Extend the commentary on James and the spirit within us, given below, by writing what comes after its final sentence.

Begin Selected extract

The fact is that is quite true and we’d do well to admit it.

This verse (and the rest of the Bible) is telling us our sinful inclination toward lust, envy, malice, and endless war is not an unfortunate choice we make. It is our very spirit. It is “the spirit dwelling in us.” If we would honestly accept this truth, then it becomes all the more apparent why contentment in the Lord Himself and love to Him and others is the only cure. There is no cause for strife if our heart is not “wanting” things, if it is content with what the Lord provides, and if our highest priority is to be loving Him and others. His Spirit is the only cure for our spirit!

We should note here, as Barnes points out, James’ clear intent is to move us “to the duty of honestly and unflinchingly considering what is the disposition of heart that underlies and reveals itself through our conduct.” Clear back in 3:13 he asked the question who is wise and understanding and then insisted, “Let him prove it by his life.” From that point on, he has said in different ways that our conduct will prove the true condition of our hearts. As Jesus said, “By their fruits you shall know them.” He’s calling us to “test our spirit.”

End Selected extract
Begin Source data

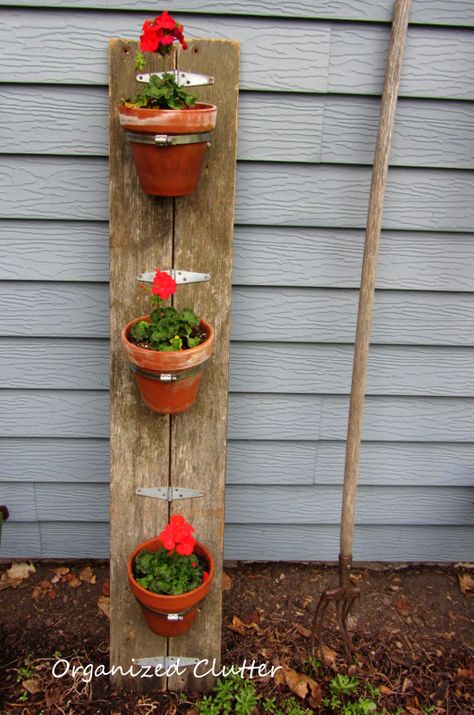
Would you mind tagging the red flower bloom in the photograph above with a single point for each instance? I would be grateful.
(163, 285)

End Source data

- Final result:
When we think we can call ourselves “religious” and yet our lives are marred by conflict and anger, we “suppose the Scriptures speak emptily.” We suppose they speak “in vain.” Of course the standard and immediate response will be, “Oh, I don’t do that.” But that response is a sure bet we do.

This is a point where none of us can search someone else’s heart. It is precisely this point where God calls us to search our own. It is here our “duty to honestly and unflinchingly consider what is the disposition of heart that underlies and reveals itself through our conduct.”

God help me to be honest who I am.

Tuesday, January 13, 2015

James 4:4 – “The Line”


As always, here’s my fairly literal translation of this verse:

4Adulteresses! Do you not know the friendship of the world is enmity with God? Therefore, whoever chooses to be a friend of the world has become an enemy of God.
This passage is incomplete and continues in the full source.